Working data:
■ ■ ■ ■ ■
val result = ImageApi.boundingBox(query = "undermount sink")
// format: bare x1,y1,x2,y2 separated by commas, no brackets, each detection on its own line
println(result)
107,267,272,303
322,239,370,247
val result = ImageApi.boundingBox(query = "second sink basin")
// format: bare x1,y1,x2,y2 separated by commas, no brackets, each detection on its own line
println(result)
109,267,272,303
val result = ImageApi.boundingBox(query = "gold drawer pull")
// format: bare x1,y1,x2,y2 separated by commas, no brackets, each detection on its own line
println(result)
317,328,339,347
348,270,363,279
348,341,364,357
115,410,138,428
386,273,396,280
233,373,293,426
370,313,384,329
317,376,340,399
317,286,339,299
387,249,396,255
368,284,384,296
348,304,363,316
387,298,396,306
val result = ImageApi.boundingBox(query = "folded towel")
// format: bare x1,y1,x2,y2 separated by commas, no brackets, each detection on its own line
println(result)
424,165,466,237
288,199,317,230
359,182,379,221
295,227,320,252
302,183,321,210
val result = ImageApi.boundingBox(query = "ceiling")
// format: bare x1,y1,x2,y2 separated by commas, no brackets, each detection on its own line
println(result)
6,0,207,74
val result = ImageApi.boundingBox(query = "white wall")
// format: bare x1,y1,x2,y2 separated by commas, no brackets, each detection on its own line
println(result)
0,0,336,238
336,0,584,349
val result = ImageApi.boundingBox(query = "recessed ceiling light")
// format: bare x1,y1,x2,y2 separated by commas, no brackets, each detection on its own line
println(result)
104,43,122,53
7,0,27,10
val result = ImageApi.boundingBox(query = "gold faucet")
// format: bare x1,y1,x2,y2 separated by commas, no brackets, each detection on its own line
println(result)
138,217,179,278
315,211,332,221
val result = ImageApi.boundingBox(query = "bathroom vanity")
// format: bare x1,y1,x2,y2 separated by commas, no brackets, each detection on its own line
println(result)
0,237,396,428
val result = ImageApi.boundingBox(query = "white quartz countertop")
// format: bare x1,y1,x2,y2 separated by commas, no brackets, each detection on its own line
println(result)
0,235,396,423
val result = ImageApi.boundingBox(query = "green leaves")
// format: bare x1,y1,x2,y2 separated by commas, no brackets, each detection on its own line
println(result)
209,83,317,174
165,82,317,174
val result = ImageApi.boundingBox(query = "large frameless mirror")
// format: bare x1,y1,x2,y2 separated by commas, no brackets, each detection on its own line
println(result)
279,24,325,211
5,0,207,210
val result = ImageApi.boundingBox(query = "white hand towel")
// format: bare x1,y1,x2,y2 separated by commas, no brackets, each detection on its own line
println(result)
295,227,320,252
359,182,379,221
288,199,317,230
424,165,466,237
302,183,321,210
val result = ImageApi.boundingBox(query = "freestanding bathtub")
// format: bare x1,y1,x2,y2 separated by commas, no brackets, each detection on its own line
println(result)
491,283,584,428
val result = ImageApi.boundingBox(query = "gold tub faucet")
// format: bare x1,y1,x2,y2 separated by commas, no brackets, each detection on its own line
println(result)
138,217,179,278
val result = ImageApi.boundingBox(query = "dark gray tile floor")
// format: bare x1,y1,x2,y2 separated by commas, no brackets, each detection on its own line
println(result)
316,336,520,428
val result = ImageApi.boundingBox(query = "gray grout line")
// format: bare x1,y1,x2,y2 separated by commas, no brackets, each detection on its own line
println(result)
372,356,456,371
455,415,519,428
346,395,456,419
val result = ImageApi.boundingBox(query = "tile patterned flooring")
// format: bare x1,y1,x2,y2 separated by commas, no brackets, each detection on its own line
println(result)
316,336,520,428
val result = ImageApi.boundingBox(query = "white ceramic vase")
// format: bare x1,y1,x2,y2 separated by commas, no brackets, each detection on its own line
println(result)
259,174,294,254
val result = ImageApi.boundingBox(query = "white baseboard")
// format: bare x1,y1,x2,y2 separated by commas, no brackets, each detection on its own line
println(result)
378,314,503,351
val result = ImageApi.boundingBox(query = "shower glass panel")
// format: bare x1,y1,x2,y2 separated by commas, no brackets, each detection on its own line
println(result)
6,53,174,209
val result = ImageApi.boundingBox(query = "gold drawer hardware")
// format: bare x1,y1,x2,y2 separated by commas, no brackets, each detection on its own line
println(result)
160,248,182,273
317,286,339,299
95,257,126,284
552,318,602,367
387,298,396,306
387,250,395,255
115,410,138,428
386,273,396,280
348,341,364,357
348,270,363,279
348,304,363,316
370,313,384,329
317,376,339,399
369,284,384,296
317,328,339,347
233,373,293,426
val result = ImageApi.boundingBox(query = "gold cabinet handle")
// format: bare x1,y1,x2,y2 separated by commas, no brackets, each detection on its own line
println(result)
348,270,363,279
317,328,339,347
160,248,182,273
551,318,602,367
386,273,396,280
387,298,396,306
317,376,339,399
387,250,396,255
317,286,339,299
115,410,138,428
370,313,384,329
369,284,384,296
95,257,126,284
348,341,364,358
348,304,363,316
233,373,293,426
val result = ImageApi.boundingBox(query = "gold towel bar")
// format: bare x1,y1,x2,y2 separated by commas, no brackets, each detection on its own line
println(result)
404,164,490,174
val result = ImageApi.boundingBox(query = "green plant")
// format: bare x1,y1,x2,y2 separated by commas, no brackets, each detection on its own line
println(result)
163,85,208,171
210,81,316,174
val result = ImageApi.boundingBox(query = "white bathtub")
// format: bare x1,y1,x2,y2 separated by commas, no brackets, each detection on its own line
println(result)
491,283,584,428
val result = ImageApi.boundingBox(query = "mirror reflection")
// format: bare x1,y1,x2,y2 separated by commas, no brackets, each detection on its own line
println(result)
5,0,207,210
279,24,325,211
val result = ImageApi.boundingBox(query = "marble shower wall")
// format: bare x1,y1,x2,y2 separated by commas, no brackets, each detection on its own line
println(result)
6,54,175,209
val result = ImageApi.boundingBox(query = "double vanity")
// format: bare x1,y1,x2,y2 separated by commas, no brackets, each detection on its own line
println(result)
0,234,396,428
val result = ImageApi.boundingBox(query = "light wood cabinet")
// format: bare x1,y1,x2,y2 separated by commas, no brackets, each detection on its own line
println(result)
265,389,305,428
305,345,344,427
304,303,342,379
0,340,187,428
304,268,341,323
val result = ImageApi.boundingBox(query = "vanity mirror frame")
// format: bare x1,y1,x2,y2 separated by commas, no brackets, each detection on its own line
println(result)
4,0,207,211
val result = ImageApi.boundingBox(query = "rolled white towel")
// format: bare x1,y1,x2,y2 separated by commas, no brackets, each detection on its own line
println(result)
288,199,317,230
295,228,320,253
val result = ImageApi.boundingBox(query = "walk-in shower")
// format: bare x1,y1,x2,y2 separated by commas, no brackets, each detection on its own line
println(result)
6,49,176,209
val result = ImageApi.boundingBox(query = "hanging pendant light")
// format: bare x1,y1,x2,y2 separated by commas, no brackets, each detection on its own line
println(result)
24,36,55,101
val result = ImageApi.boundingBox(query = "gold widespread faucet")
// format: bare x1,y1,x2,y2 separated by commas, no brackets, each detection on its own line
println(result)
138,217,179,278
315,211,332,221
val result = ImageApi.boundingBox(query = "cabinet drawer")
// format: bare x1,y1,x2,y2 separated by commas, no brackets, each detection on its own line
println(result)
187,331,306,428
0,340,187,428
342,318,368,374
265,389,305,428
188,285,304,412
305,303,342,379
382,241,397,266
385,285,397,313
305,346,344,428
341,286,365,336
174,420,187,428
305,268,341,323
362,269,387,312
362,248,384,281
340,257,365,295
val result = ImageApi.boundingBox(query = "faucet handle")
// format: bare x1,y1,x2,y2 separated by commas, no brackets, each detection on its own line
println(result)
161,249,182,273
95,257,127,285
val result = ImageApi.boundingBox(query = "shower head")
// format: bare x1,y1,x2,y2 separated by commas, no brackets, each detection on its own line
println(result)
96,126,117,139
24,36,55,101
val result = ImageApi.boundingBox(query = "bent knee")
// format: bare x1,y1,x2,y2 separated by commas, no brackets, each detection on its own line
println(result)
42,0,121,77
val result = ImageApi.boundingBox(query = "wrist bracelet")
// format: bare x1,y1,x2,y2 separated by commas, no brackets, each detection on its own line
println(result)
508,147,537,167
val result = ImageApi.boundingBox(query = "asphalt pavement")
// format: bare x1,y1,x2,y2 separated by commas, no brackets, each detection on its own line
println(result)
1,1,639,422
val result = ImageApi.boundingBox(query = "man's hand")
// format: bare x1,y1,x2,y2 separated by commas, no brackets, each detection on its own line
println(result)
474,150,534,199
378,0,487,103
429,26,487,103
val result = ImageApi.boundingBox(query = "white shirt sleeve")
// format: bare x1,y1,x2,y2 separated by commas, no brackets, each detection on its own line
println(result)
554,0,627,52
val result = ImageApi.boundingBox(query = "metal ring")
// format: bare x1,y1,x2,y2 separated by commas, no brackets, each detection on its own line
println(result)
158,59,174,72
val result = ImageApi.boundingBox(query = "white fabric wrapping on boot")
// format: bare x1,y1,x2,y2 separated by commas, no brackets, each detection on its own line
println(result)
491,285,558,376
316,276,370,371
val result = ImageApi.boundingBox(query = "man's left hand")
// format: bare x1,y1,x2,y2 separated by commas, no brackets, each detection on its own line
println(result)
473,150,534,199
■ ■ ■ ■ ■
What the task requires:
Copy every line above that holds the word "tile".

Answer:
val result = ImageApi.boundingBox(query = "dark gray tile floor")
val result = ImageApi.boundingBox(query = "tile patterned flooring")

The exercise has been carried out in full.